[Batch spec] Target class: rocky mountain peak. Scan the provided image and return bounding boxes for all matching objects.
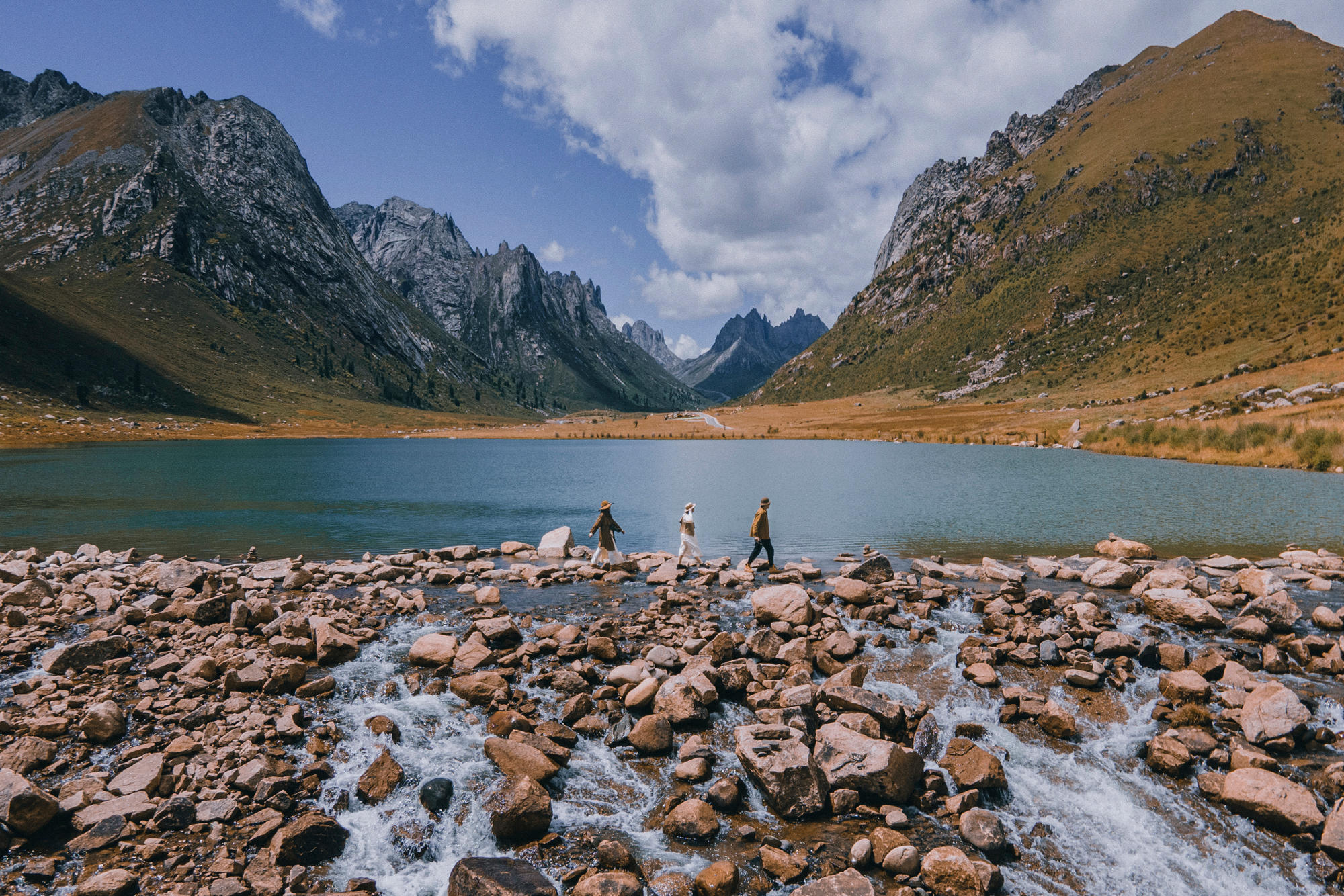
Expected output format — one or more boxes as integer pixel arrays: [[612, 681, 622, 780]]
[[0, 69, 103, 130]]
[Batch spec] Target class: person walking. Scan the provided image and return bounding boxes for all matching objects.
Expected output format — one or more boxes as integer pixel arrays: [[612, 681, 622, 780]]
[[589, 501, 625, 566], [676, 501, 704, 566], [747, 498, 778, 572]]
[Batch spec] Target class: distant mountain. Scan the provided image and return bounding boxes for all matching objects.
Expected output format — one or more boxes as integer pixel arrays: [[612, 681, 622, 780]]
[[762, 12, 1344, 402], [336, 197, 700, 410], [621, 321, 684, 373], [677, 308, 827, 400], [0, 71, 505, 420]]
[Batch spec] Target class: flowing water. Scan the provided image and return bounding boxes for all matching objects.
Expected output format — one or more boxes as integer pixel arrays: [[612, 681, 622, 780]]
[[0, 439, 1344, 560]]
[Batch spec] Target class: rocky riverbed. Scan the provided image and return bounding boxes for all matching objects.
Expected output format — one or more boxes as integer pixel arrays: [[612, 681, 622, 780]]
[[0, 529, 1344, 896]]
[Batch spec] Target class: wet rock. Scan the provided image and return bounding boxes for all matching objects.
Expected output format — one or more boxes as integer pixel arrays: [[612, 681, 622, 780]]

========================================

Direction. Reproduce all of the data above word for word, leaving out any images.

Correct output.
[Batch spec] Target class: rocky mountain peak. Scan the provided image and return bounding boxes for all matching objects.
Expected output format — one or more boxes as integer pixel arrays: [[612, 681, 622, 780]]
[[0, 69, 103, 130]]
[Batch spec] Target class: person walking. Scan the provided image and return bounding boxes for all matching objects.
Expected output format — one or more boxes as integer pixel arrays: [[612, 681, 622, 780]]
[[589, 501, 625, 566], [676, 501, 704, 566], [747, 498, 778, 572]]
[Batch spec] Target class: distant mountain. Scan the provided image and return bounding boxes for all matching objects.
Expected output format — one or more boxes as integer pixel arrays: [[612, 681, 622, 780]]
[[762, 12, 1344, 402], [336, 197, 700, 410], [621, 321, 684, 373], [677, 308, 827, 400], [0, 71, 505, 420]]
[Batch spec] Target class: flowing water. Scan the provided image and return bounding boxes for all matching objects.
Expected output format — one or more boxes as integer pixel arrays: [[612, 681, 622, 780]]
[[0, 439, 1344, 560]]
[Batch spec] Target class: rocky riverbed. Scan the provided image and return bounding boxes for all matching objects.
Expected output format — one or more boxes as integer pixel arrays: [[612, 681, 622, 780]]
[[0, 529, 1344, 896]]
[Batch spec] Target class: wet rock. Scan the provided image and return bounding boxes for all matching objects.
Expected output format — one or more boxes as integer pixel arrays: [[612, 681, 622, 780]]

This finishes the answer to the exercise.